** EXERCISE REQUIREMENTS **
Omit any picture, and return the remaining data exactly as written.

* start TASK DATA *

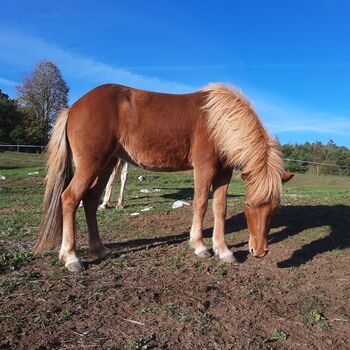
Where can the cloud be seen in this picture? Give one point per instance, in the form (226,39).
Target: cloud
(285,117)
(21,52)
(299,65)
(7,82)
(24,52)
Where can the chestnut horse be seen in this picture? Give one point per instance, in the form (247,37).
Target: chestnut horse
(212,131)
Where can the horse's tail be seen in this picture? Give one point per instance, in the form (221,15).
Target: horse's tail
(59,174)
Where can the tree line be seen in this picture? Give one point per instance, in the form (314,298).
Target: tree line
(334,159)
(28,119)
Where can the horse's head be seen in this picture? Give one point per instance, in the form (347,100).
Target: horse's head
(259,222)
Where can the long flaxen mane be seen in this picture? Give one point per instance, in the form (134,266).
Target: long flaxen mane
(243,142)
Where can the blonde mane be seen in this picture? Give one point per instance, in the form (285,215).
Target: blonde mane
(243,142)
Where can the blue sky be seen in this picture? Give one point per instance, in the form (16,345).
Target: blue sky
(291,58)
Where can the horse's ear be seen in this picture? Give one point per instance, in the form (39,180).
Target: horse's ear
(287,176)
(244,176)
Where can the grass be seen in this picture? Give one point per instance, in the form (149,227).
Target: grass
(326,221)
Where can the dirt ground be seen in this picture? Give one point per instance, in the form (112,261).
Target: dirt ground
(155,294)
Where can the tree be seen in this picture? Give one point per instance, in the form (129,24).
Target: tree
(42,94)
(11,120)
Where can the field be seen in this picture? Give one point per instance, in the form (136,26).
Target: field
(155,293)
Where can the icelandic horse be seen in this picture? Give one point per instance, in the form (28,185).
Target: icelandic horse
(211,131)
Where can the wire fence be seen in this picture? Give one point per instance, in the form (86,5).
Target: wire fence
(24,148)
(316,165)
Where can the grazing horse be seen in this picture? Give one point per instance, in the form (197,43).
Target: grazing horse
(122,169)
(212,131)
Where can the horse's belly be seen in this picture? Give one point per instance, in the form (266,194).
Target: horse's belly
(162,158)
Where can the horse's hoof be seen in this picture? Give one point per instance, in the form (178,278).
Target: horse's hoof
(204,253)
(75,267)
(228,258)
(106,253)
(103,207)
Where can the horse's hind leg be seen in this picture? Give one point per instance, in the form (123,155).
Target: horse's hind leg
(70,198)
(90,201)
(109,187)
(123,179)
(220,186)
(203,176)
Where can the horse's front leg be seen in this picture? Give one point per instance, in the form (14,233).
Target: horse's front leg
(202,180)
(108,193)
(123,179)
(220,186)
(90,200)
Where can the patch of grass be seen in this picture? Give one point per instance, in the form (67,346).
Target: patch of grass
(279,334)
(66,314)
(311,314)
(123,262)
(9,285)
(170,309)
(178,260)
(337,253)
(15,259)
(143,343)
(249,292)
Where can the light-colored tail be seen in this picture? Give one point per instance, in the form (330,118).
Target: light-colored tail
(58,177)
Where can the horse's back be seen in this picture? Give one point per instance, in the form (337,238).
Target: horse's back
(153,130)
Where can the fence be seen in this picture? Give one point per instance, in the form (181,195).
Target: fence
(40,149)
(25,148)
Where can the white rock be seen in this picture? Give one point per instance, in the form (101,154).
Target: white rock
(147,190)
(146,209)
(179,204)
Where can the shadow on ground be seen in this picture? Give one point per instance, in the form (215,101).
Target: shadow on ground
(292,219)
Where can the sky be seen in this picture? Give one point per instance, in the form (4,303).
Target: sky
(290,58)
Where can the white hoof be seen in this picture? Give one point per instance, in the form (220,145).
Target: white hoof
(202,252)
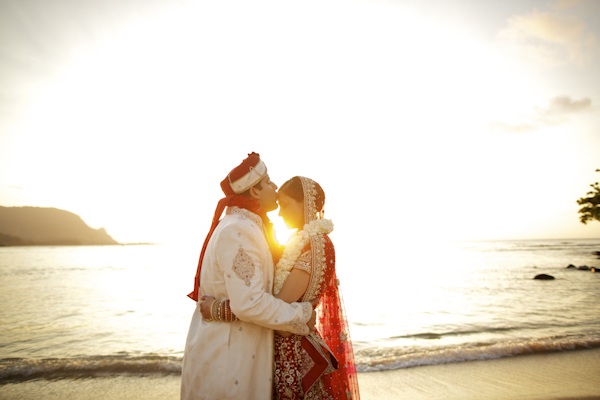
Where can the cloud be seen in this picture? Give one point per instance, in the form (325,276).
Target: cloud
(553,37)
(556,113)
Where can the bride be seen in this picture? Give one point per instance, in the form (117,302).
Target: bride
(320,365)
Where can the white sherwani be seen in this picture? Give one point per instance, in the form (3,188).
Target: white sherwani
(234,360)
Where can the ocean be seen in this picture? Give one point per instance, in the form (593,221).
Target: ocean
(111,311)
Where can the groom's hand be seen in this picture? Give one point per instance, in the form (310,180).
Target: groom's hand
(205,306)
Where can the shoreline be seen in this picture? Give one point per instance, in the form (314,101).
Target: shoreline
(565,375)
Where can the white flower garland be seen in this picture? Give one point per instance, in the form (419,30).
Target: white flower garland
(294,246)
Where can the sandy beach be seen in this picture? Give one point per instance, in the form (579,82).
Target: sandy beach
(555,376)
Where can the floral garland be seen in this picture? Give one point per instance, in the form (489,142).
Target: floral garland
(295,245)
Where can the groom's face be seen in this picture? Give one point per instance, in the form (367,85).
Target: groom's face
(268,194)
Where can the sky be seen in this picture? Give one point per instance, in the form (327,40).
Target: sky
(422,120)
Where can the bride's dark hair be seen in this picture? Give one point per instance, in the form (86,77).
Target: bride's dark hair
(293,189)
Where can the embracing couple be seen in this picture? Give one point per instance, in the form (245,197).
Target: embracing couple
(269,323)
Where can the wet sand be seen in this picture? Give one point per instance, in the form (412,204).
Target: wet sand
(556,376)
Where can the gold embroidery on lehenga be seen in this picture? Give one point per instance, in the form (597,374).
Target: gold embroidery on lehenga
(304,262)
(319,266)
(243,266)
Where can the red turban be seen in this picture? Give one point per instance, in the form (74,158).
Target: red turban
(246,175)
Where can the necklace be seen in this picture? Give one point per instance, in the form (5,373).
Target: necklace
(294,246)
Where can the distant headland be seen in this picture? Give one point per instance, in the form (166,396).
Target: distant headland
(38,226)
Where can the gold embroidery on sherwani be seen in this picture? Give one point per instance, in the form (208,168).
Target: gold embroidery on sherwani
(243,266)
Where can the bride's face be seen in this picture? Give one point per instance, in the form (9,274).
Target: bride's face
(291,211)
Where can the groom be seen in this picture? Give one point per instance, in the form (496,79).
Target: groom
(234,360)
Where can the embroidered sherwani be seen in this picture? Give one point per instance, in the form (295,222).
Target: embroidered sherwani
(234,360)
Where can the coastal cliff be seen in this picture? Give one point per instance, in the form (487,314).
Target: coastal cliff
(27,226)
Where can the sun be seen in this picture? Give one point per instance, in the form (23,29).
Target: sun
(282,232)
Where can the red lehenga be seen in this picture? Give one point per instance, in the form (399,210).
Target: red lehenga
(321,365)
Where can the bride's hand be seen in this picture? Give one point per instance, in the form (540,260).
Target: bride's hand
(205,306)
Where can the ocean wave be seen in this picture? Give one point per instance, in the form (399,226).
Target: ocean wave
(369,360)
(22,369)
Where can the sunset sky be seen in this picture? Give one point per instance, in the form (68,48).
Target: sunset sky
(422,120)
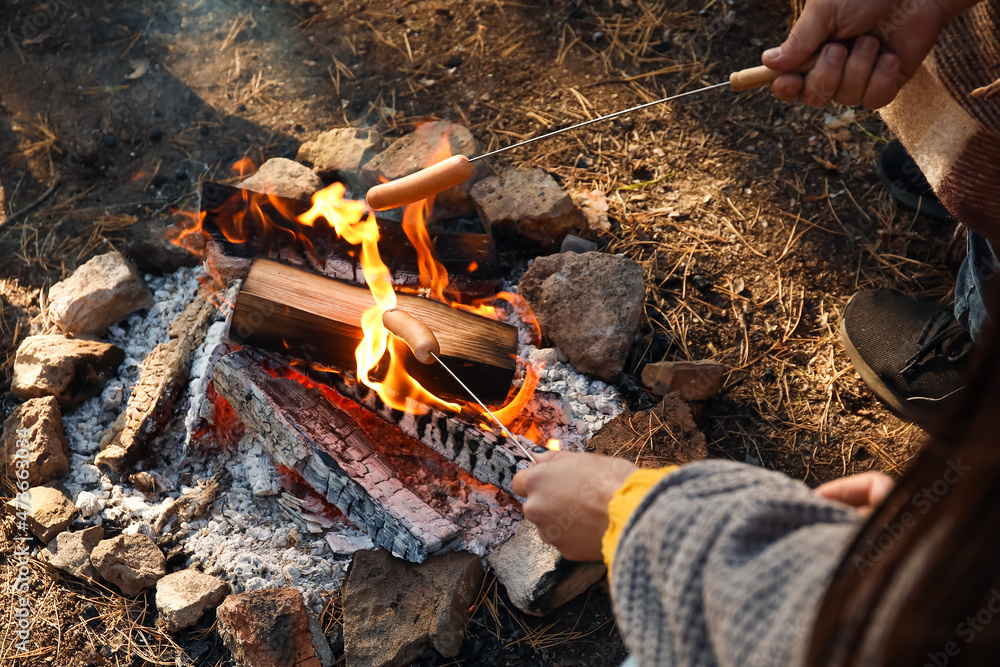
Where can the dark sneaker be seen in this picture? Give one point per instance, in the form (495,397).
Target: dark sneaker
(907,184)
(910,353)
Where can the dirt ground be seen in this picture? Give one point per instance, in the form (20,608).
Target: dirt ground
(754,220)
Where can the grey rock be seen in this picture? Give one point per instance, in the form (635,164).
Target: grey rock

* end TASK DATA *

** EXPECTED ANSWER **
Where can the cloud be seen in this picture? Give one point per instance, in the form (226,39).
Target: cloud
(285,117)
(21,52)
(299,65)
(7,82)
(24,52)
Where can the chestnut horse be seen in this picture? Give one point per instance, in the form (247,37).
Target: chestnut horse
(212,131)
Where can the horse's tail be seen in this picture? Give one point per instance, in the form (221,15).
Target: horse's tail
(59,174)
Where can the tree line be seen in this picture? Give one point per instance, in the form (314,298).
Target: tree line
(334,159)
(28,119)
Where can the horse's head be seen in this picture? Give one point per instance, in the form (347,100).
Target: horse's head
(259,222)
Where can the long flaxen mane be seen in this picture? Give one point per instance, in the form (134,266).
Target: long flaxen mane
(243,142)
Where can the blonde mane be seen in this picture? Give one point per instance, in the form (285,215).
Target: blonde mane
(243,142)
Where can the blue sky be seen in this picture? Give one point per instance, in the form (16,345).
Target: blue sky
(291,58)
Where can the horse's ear be seen in this picture? Give one point per instance, in the form (39,180).
Target: horse's ear
(287,176)
(244,176)
Where can the grass be seen in this picture? Give one point per instance, in the form (149,227).
Target: grass
(326,221)
Where can the dirt ground be seen in this picture? Give one point per instance, in the form (112,261).
Target: dirt ground
(155,294)
Where can the tree be seen in this picture? Give one point per instance, in the form (129,24).
Target: tree
(42,94)
(11,120)
Where can the field be seen in this picture? Give one point per instance, in the form (136,26).
Target: field
(155,293)
Where can the icelandic horse be seen in this picture? Give one point per instance, in the form (28,185).
Target: icelandic horse
(211,131)
Where can the wire fence be seen in this picture? Give one point per instance, in the form (86,5).
Target: wire fence
(24,148)
(316,165)
Where can the grazing horse be seen in this picture? Give one point per instance, in the form (197,43).
Target: grazing horse
(122,169)
(212,131)
Where can the horse's belly be seen in this picture? Give one point per instance, in the form (266,194).
Target: horse's belly
(162,158)
Where can the horse's hoof be seen in this picture? Give one point per instance, in the form (178,278).
Target: horse's hoof
(204,253)
(75,267)
(228,258)
(106,253)
(103,207)
Where can the horse's hind leg be seen in this picture? Give one point per instance, in the form (123,155).
Target: horse's hind leg
(70,198)
(90,201)
(109,187)
(123,179)
(220,186)
(203,176)
Where can the horse's front leg be seen in this picture? Give one point per instance, in the form (14,233).
Target: horse's front leg
(202,180)
(108,193)
(123,179)
(220,186)
(90,200)
Where can the patch of grass be seen in this picture? Give one point per instance, in the form (67,346).
Target: patch of grass
(279,334)
(66,314)
(311,314)
(123,262)
(9,285)
(170,309)
(178,260)
(337,253)
(15,259)
(143,343)
(249,292)
Where can the light-colored tail be seen in this picture? Give one point per instance, in the form (330,118).
Target: light-colored tail
(58,177)
Where can the horse's back be seen in this picture? Give one point per instance, in the form (337,238).
Target: horse's back
(153,130)
Where can the fence be seen in this picture? Give one point per instance, in the form (181,195).
Target: fence
(40,149)
(25,148)
Where can the white rock be seen in this picture? Give one point per instance, in the form (101,154).
Target: white rock
(147,190)
(146,209)
(179,204)
Where can the shadow on ground be seen in this picture? Give one point per instance, in the form (215,101).
Target: shadow on ground
(292,219)
Where can the sky be seen in this picture? Give one point per instance, in the form (4,303).
Target: sky
(290,58)
Where can the white hoof be seen in this picture? Give one point per instance, in the form (220,145).
Target: white hoof
(202,252)
Where can the cloud be seen in this picture? Give one point per instance, in the form (325,276).
Target: cloud
(553,37)
(556,113)
Where can the bride be seen in this picture? Give one point per instance, in the form (117,302).
Target: bride
(320,365)
Where can the white sherwani be seen in this picture? Give one point per instance, in the form (3,188).
Target: white sherwani
(234,360)
Where can the ocean be seen in this picture? Give one point per instance, in the form (593,221).
Target: ocean
(111,311)
Where can the groom's hand be seen in this picture? Give one point per instance, in the form (310,180).
Target: groom's hand
(205,306)
Where can the shoreline be seen in this picture? Give one point per instance, in the form (314,101).
Target: shoreline
(565,375)
Where can the white flower garland be seen in this picture? Give one point per instance, in the form (419,30).
Target: white flower garland
(294,246)
Where can the sandy beach be seen in this picture? Give one point per instance, in the form (579,82).
Target: sandy beach
(555,376)
Where can the floral garland be seen in this picture? Give one point per instance, in the form (489,142).
Target: floral garland
(295,245)
Where can the groom's face be seen in this picture? Give one point per instance, in the form (367,85).
Target: groom's face
(268,194)
Where can the sky be seen in this picture? Give one point per instance, in the form (327,40).
Target: sky
(422,120)
Where can the bride's dark hair be seen in this picture? Give one point per instance, in the form (86,77).
Target: bride's dark hair
(293,189)
Where can the embracing couple be seen in this picture? Give one point per instance, in the form (245,197).
Target: embracing couple
(269,323)
Where can the wet sand be seen in this picture? Give one point per instance, in the form (412,204).
Target: wet sand
(556,376)
Where can the gold embroidery on lehenga be seen in this picture? Give one point per instance, in the form (597,374).
Target: gold embroidery on lehenga
(304,262)
(319,266)
(243,266)
Where can the red turban be seen in this picture? Give one point per instance, in the form (74,158).
Target: red turban
(246,175)
Where can the necklace be seen in this picture? Give one point per instance, in the form (5,373).
Target: necklace
(294,246)
Where can the distant headland be seen in this picture? Give one point per instance, in the form (166,396).
Target: distant headland
(38,226)
Where can the gold embroidery on sherwani be seen in this picture? Give one point per instance, in the form (208,168).
Target: gold embroidery on sherwani
(243,266)
Where can the bride's face be seen in this picture? Give one point per instance, in the form (9,274).
Target: bride's face
(291,211)
Where can the groom be seen in this picture? Give one point per instance, in the form (496,79).
Target: groom
(234,360)
Where can the embroidered sherwani be seen in this picture? Give one point per instance, in the form (295,222).
Target: embroidered sherwani
(234,360)
Where can the coastal cliff be seen in this picture? Give one point per instance, in the form (487,314).
Target: coastal cliff
(27,226)
Where can the sun be seen in this picture? Give one point per instance, in the form (23,29).
Target: sun
(282,232)
Where can the red lehenga be seen in this picture? Give one point per instance, in the form (399,210).
Target: red lehenga
(321,365)
Where can the bride's hand be seen in this picture? Give one point per instance, in the form (540,260).
Target: bride's hand
(205,306)
Where can the ocean wave be seen in this picture? Give one point per instance, in the form (399,226).
Target: ocean wave
(369,360)
(22,369)
Where can the sunset sky be seen in this picture? Give one point per instance, in the form (68,48).
Target: sunset sky
(422,120)
Where can the dark sneaker be seen in this picture? Give one point per instance, in the form (495,397).
Target: dark sneaker
(907,184)
(910,353)
Where can the dirt ground be seen in this picture? Give one point per instance, in the form (20,608).
Target: dirt ground
(754,220)
Where can the grey rock be seen in this picture? Give one point per instance, in the form (635,164).
Target: grey rock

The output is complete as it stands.